> _TASK TO COMPLETE_: Rewrite the rows below as a JSON list of strings, one string per line with blank lines left out, starting at the line that contains "[tag] white lamp" and running through the last line of the rows.
⁂
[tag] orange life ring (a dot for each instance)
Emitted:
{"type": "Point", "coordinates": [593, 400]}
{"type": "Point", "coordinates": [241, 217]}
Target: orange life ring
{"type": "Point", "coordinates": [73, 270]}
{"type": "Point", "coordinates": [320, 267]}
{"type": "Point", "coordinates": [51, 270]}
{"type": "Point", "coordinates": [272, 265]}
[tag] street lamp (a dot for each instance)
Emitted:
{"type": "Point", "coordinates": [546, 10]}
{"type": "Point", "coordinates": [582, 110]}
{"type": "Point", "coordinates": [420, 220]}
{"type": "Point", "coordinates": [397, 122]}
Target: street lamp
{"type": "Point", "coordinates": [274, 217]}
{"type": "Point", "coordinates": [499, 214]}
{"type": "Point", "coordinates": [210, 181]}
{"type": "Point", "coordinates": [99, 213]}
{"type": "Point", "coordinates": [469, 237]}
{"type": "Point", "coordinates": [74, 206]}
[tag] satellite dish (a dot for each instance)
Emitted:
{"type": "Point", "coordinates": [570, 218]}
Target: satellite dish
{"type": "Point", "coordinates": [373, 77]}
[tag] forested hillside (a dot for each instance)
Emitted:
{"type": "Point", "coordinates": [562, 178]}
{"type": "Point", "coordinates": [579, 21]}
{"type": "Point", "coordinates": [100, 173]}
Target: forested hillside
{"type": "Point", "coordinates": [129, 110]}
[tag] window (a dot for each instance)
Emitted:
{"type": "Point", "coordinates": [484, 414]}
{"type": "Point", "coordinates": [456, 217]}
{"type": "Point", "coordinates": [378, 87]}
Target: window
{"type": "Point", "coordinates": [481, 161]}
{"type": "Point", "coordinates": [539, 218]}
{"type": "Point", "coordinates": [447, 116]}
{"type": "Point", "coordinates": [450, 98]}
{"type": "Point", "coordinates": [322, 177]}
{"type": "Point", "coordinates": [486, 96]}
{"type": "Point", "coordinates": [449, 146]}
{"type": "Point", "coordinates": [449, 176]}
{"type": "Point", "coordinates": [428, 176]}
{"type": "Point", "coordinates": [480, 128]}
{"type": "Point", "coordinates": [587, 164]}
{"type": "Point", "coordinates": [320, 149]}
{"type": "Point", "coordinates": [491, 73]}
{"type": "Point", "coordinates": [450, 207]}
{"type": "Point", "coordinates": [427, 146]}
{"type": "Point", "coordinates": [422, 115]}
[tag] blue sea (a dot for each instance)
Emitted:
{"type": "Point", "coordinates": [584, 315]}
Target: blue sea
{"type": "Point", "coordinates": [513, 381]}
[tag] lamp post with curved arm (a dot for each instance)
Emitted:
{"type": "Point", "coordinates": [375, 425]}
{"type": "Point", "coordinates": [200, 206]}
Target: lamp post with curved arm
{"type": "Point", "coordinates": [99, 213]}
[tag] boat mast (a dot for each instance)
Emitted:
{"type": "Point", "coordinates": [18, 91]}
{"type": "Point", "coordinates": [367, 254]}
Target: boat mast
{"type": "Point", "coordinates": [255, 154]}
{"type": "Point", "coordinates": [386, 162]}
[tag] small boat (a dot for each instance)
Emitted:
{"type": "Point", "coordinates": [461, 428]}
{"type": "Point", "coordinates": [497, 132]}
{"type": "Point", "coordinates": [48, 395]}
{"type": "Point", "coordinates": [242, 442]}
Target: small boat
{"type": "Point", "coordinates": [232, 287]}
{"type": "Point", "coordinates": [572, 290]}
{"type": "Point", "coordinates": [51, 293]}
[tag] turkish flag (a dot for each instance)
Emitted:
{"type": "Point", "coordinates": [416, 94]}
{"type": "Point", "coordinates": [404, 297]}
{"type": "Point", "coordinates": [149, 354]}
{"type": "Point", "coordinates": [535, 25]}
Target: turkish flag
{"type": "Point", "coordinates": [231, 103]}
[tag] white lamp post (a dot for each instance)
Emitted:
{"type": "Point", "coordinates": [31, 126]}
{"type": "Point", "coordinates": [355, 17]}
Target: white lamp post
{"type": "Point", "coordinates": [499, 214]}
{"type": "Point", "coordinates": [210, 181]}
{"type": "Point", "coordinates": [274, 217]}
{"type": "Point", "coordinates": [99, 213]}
⁂
> _OUTPUT FOR THIS TASK_:
[
  "[tag] white lamp post (a dot for each instance)",
  "Emitted:",
  "{\"type\": \"Point\", \"coordinates\": [31, 126]}",
  "{\"type\": \"Point\", \"coordinates\": [355, 17]}",
  "Target: white lamp post",
  "{\"type\": \"Point\", \"coordinates\": [499, 214]}",
  "{\"type\": \"Point\", \"coordinates\": [210, 181]}",
  "{\"type\": \"Point\", \"coordinates\": [274, 217]}",
  "{\"type\": \"Point\", \"coordinates\": [99, 213]}"
]